══ Extract

3.4. Thermogravimetric (TGA) Analysis

The thermal stabilities of the four title compounds, Ba_0.98Eu_0.02Zn₂Sb_2, Ba_0.96(1)Eu_0.04Zn₂Sb_2, Ba_0.92(1)Eu_0.08Zn₂Sb₂, and Ba_0.85(1)Eu_0.15Zn₂Sb₂, were checked by TGA using a TG 209 F1 Libra device (Netzsch-Gerätebau GmbH, Selb, Germany). A total of 20 mg of the pulverized sample was placed on an alumina pan and heated to 1173 K at a rate of 10 K/min under the continuous N₂ flow condition. After that, the sample was naturally cooled down to room temperature. The TGA analysis proved that all four title compounds were thermally stable up to ca. 800 K (see Supplementary Figure S6).

3.5. EDS Analysis

Elemental analysis, including distribution mapping for the four title compounds, was performed by EDS using an ULTRA Plus field-emission (Carl Zeiss, Oberkochen, Germany) scanning electron microscope (SEM) system with an acceleration voltage of 30 kV. Several well-grown bar-shaped single crystals obtained using the molten Pb-flux method (See Figure 2) were carefully selected and placed on an aluminum puck with double-sided conductive carbon tapes under the Ar atmosphere. EDS analysis indicated comparable compositional results for Ba_0.95Eu_0.01Zn_2.06Sb_1.97, Ba_0.98Eu_0.06Zn_1.97Sb_2.00, Ba_0.91Eu_0.10Zn_2.00Sb_1.99, and Ba_0.83Eu_0.21Zn_1.95Sb_2.02 to the SXRD refinement results for Ba_0.98(1)Eu_0.02Zn₂Sb₂, Ba_0.96(1)Eu_0.04Zn₂Sb₂, Ba_0.92(1)Eu_0.08Zn₂Sb₂, and Ba_0.85(1)Eu_0.15Zn₂Sb₂, respectively. Detailed EDS analysis and distribution mapping results are provided in Supplementary Figures S1–S4.

3.6. Electrical Transport Property Measurement

Four disk-shaped title compounds, which were synthesized by ball-milling, followed by hot-pressing, were prepared into a bar shape (3 mm × 3 mm × 10 mm) for the electrical transport property measurements. The densities of these samples were proven to be higher than 90%, according to the geometric density measurement method. The longer direction of each bar-shaped sample coincided with the direction in which the properties were measured. The electrical conductivity σ and the Seebeck coefficient S were simultaneously measured between 303 and 793 K under the He atmosphere using a ZEM-3 instrument system (ULVAC-RIKO Inc., Yokohama, Japan).

3.7. Thermal Conductivity Measurement

Thermal diffusivity was measured for the four disk-shaped title compounds under an inert gas atmosphere from 323 to 773 K using a LFA 457 HyperFlash instrument (Netzsch-Gerätebau GmbH, Selb, Germany). The measurement was performed using a flash diffusion method in which the front surface of the disk was irradiated with a short laser burst, and the temperature change on the rear surface was recorded and analyzed using an IR detector. The thermal conductivity κ_tot was evaluated using the equation κ_tot = DC_pρ (D = thermal diffusivity, C_p = heat capacity, and ρ = density) [54]. In this work, the Dulong−Petit value (3R/atom, R = gas constant) was exploited for C_p. The κ_tot was regarded as the sum of the lattice κ_latt and the electronic κ_elec thermal conductivities [54]. κ_elec was calculated using the Wiedemann—Franz law (κ_elec = LσT, L = the temperature-dependent Lorenz number), and the L value was estimated using the single-parabolic band model from the temperature-dependent S [36]. Therefore, κ_latt was obtained from the simple equation κ_latt = κ_tot−κ_elec and is plotted in Supplementary Figure S5b.

════
══ Data

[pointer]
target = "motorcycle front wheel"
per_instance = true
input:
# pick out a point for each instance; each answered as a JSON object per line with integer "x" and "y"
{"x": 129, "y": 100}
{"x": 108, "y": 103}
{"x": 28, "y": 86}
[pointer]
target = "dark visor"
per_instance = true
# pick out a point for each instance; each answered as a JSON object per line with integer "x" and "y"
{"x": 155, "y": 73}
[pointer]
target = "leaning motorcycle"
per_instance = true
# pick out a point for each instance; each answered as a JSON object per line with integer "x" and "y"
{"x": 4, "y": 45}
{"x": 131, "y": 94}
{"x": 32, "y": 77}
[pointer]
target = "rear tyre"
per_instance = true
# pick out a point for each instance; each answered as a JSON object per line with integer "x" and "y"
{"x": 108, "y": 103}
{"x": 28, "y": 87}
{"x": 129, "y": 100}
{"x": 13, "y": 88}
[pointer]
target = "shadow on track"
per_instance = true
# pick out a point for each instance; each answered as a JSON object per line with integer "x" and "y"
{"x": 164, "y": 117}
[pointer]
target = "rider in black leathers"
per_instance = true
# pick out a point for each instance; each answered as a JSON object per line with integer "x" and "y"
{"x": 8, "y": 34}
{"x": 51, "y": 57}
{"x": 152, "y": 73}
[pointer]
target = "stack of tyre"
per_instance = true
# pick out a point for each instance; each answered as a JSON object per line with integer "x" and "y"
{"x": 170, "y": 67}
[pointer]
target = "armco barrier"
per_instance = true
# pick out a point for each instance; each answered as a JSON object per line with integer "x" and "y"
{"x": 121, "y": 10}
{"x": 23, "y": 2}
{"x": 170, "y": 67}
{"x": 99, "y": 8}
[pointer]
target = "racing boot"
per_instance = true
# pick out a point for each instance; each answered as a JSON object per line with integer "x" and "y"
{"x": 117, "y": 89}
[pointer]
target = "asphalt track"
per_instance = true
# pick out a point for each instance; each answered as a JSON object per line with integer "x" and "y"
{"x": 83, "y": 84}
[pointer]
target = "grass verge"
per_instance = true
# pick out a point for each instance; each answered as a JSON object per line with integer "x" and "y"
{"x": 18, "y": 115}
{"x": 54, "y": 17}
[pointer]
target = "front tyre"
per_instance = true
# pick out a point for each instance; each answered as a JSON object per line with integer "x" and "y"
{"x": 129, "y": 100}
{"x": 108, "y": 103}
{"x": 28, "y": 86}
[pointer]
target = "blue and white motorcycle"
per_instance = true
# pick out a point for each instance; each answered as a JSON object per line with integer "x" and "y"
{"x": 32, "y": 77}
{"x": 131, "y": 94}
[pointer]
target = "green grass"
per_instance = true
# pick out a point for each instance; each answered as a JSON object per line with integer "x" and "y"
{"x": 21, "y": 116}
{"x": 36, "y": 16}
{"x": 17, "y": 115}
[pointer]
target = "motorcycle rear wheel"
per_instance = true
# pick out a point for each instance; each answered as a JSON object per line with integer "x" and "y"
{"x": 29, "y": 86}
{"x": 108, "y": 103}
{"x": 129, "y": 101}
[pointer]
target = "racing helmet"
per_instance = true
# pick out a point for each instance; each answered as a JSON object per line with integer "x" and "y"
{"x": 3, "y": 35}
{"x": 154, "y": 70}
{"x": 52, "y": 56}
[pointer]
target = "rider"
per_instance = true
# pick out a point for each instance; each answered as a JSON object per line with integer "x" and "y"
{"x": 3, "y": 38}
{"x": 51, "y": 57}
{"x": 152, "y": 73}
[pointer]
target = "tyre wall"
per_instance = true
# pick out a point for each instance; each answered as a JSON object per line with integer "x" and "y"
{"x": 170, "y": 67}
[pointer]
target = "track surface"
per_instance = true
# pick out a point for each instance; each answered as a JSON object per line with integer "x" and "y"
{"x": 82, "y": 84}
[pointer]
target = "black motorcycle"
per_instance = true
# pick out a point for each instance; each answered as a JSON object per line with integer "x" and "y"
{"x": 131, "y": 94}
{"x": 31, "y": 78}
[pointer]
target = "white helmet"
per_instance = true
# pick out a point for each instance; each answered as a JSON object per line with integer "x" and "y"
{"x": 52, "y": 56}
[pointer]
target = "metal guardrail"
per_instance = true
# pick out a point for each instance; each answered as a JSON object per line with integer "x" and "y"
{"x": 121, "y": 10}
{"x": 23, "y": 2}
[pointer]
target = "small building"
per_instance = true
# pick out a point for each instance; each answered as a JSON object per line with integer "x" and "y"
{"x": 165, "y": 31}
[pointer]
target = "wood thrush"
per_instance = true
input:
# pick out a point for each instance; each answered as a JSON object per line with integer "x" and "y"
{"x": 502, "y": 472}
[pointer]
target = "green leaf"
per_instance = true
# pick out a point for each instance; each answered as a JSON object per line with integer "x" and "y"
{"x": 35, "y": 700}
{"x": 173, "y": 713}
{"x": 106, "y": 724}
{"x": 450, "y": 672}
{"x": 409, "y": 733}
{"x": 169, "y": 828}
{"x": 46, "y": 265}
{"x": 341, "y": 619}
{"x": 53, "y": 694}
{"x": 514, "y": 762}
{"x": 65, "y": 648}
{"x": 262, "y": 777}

════

What you need to do:
A. Answer these questions from the methods excerpt:
(i) To what temperature was the sample heated during the TGA run?
(ii) What acceleration voltage was used for the EDS analysis?
(iii) Over what temperature range was thermal diffusivity measured?
B. Reproduce the stretch of the methods excerpt from "Four disk-shaped title compounds, which" through "Inc., Yokohama, Japan).".
The items have no connection to the methods excerpt.

Task answers:
A.
(i) 1173 K
(ii) 30 kV
(iii) 323 to 773 K

B.
Four disk-shaped title compounds, which were synthesized by ball-milling, followed by hot-pressing, were prepared into a bar shape (3 mm × 3 mm × 10 mm) for the electrical transport property measurements. The densities of these samples were proven to be higher than 90%, according to the geometric density measurement method. The longer direction of each bar-shaped sample coincided with the direction in which the properties were measured. The electrical conductivity σ and the Seebeck coefficient S were simultaneously measured between 303 and 793 K under the He atmosphere using a ZEM-3 instrument system (ULVAC-RIKO Inc., Yokohama, Japan).